Please return each record below exactly, with nothing left out.
The data START
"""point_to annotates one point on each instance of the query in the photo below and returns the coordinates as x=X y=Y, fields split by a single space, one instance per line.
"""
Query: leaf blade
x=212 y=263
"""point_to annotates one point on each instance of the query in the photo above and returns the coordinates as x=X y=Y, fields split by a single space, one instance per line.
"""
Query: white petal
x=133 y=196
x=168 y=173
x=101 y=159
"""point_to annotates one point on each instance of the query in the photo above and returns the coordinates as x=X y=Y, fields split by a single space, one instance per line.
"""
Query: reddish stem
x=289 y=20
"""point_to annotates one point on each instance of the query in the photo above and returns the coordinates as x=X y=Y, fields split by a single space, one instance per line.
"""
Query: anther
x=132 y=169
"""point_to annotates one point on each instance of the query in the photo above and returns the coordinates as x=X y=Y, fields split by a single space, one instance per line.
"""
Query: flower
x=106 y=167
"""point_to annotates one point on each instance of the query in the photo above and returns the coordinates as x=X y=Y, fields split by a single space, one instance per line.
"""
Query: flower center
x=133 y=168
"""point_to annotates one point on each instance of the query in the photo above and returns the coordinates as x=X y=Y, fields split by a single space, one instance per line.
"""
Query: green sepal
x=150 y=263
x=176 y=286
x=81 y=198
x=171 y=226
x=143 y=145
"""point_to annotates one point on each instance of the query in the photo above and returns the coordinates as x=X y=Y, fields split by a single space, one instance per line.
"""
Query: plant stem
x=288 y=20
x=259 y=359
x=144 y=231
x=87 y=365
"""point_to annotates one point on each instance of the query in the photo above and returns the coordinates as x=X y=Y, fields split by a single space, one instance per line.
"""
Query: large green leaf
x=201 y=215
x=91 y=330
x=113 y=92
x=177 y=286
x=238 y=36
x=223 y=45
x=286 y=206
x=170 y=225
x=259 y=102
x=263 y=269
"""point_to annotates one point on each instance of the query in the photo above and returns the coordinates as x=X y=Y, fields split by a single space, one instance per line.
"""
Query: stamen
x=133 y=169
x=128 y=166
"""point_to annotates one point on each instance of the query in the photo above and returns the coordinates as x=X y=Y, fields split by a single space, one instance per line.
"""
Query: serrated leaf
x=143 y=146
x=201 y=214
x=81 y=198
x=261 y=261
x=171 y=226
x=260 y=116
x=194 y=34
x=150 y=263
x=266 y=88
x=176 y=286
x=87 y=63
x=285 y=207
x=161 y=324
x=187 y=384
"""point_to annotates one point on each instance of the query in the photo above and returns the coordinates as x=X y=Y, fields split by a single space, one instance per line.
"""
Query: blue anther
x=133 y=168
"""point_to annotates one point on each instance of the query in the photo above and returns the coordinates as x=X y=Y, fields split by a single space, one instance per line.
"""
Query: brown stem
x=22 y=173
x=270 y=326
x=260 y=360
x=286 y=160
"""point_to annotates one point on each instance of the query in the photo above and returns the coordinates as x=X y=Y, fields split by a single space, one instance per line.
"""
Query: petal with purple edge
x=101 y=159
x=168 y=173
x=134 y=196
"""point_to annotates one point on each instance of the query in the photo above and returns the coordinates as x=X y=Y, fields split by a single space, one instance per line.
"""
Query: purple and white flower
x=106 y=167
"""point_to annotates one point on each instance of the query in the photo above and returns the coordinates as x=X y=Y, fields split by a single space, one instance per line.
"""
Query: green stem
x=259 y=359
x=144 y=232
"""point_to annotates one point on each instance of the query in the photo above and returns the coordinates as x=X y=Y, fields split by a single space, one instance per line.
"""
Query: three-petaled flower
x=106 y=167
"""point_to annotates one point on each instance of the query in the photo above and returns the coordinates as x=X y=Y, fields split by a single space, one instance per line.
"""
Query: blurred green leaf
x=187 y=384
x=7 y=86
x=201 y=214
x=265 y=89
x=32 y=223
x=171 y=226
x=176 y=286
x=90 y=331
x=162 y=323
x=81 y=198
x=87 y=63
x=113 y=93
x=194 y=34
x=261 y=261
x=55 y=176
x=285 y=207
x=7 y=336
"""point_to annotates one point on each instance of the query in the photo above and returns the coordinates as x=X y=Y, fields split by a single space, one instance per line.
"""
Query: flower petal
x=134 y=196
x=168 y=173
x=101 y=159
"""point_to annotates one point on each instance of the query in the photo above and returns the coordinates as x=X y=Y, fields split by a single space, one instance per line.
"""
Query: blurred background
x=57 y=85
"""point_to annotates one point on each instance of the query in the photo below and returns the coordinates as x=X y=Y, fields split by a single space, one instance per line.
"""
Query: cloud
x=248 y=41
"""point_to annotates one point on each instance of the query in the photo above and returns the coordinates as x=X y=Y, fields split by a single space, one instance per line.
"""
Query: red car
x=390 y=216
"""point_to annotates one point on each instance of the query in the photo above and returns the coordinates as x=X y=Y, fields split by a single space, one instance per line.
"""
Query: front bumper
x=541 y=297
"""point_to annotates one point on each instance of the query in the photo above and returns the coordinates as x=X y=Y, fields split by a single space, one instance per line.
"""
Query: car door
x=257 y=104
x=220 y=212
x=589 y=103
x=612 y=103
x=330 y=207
The data END
*Answer section*
"""point_to annotates one point on each instance of the query in the photo below and returns the coordinates as x=X y=Y, fields split by a single space, one instance per line.
"""
Query: leaf blade
x=212 y=263
"""point_to annotates one point on each instance of the query in the photo above and returns the coordinates as x=X y=Y, fields split by a single space, one instance per line.
"""
Query: white petal
x=133 y=196
x=168 y=173
x=101 y=159
"""point_to annotates one point on each instance of the query in the photo above and returns the coordinates as x=X y=Y, fields split by a single space, one instance per line.
"""
Query: reddish stem
x=289 y=20
"""point_to annotates one point on each instance of the query in the photo above and returns the coordinates as x=X y=Y, fields split by a single space, one instance per line.
"""
Query: anther
x=132 y=169
"""point_to annotates one point on each instance of the query in the photo above and returns the coordinates as x=X y=Y, fields split by a single space, one instance per line.
"""
Query: flower
x=106 y=167
"""point_to annotates one point on each instance of the query in the photo above and returns the coordinates as x=X y=Y, fields split by a single space, one instance per line.
"""
Query: flower center
x=133 y=168
"""point_to annotates one point on each instance of the query in the photo above and returns the coordinates as x=X y=Y, fields split by a single space, one instance per line.
"""
Query: green sepal
x=150 y=263
x=176 y=286
x=81 y=198
x=171 y=226
x=143 y=145
"""point_to annotates one point on each instance of the query in the photo above and returns the coordinates as x=X y=Y, fields split by a single space, one instance per line.
"""
Query: plant stem
x=288 y=20
x=259 y=359
x=144 y=231
x=87 y=365
"""point_to annotates one point on each instance of the query in the photo above and returns the coordinates as x=X y=Y, fields split by a single space, one instance per line.
"""
Query: large green leaf
x=201 y=215
x=91 y=330
x=113 y=92
x=177 y=286
x=238 y=36
x=223 y=45
x=286 y=206
x=170 y=225
x=259 y=102
x=263 y=269
"""point_to annotates one point on each instance of the query in the photo above and returns the coordinates as x=X y=Y, fields split by a single space, one instance per line.
"""
Query: stamen
x=133 y=169
x=128 y=166
"""point_to annotates one point on each instance of the query in the photo above and returns the coordinates as x=X y=Y, fields split by a single space, one instance per line.
"""
Query: serrated leaf
x=143 y=146
x=201 y=214
x=81 y=198
x=261 y=261
x=171 y=226
x=260 y=116
x=194 y=34
x=150 y=263
x=266 y=88
x=176 y=286
x=87 y=63
x=285 y=207
x=161 y=324
x=187 y=384
"""point_to annotates one point on each instance of the query in the photo above and returns the coordinates as x=X y=Y, fields split by a single space, one instance per line.
"""
Query: blue anther
x=133 y=168
"""point_to annotates one point on each instance of the query in the photo above and returns the coordinates as x=X y=Y, fields split by a single space, one instance per line.
"""
Query: brown stem
x=22 y=173
x=270 y=326
x=260 y=360
x=286 y=160
"""point_to annotates one point on each instance of the query in the photo above and returns the coordinates as x=X y=Y, fields split by a single space, one instance per line.
"""
Query: petal with purple edge
x=101 y=159
x=168 y=173
x=134 y=196
"""point_to annotates one point on each instance of the query in the photo above and returns the coordinates as x=X y=Y, fields split by a single space, one instance per line.
"""
Query: purple and white flower
x=106 y=167
"""point_to annotates one point on each instance of the query in the photo above and returns the coordinates as x=X y=Y, fields split by a single space, one instance per line.
"""
Query: green stem
x=259 y=359
x=144 y=232
"""point_to annotates one point on each instance of the query in the photo above and returns the coordinates as x=X y=Y, fields split by a single space, one instance per line.
"""
Query: three-petaled flower
x=106 y=167
"""point_to annotates one point on each instance of the query in the photo above and returns the coordinates as x=X y=Y, fields split by a single space, one instance per line.
"""
Query: blurred green leaf
x=187 y=384
x=7 y=86
x=201 y=214
x=265 y=89
x=32 y=223
x=171 y=226
x=176 y=286
x=90 y=331
x=162 y=323
x=81 y=198
x=87 y=63
x=113 y=93
x=194 y=34
x=261 y=261
x=55 y=176
x=285 y=207
x=7 y=336
"""point_to annotates one point on each instance of the query in the photo above and returns the coordinates as x=X y=Y, fields split by a single space, one instance per line.
"""
Query: flower petal
x=134 y=196
x=168 y=173
x=101 y=159
"""point_to annotates one point on each instance of the query in the photo above and returns the coordinates as x=X y=Y, fields split by a single space, one instance per line.
"""
Query: blurred background
x=57 y=85
"""point_to annotates one point on each instance of the query in the photo below and returns the coordinates as x=X y=Y, fields split by a single space, one instance per line.
"""
Query: cloud
x=248 y=41
"""point_to annotates one point on each instance of the query in the photo above and returns the coordinates as x=X y=Y, fields split by a single space, one instance per line.
"""
Query: red car
x=390 y=216
"""point_to annotates one point on each instance of the query in the photo above and returns the coordinates as x=X y=Y, fields split by a single space, one instance per line.
"""
Query: front bumper
x=541 y=297
"""point_to annotates one point on each instance of the query in the photo above and returns the coordinates as x=X y=Y, fields split by a single space, one instance per line.
"""
Query: car door
x=257 y=104
x=220 y=212
x=589 y=103
x=612 y=103
x=330 y=207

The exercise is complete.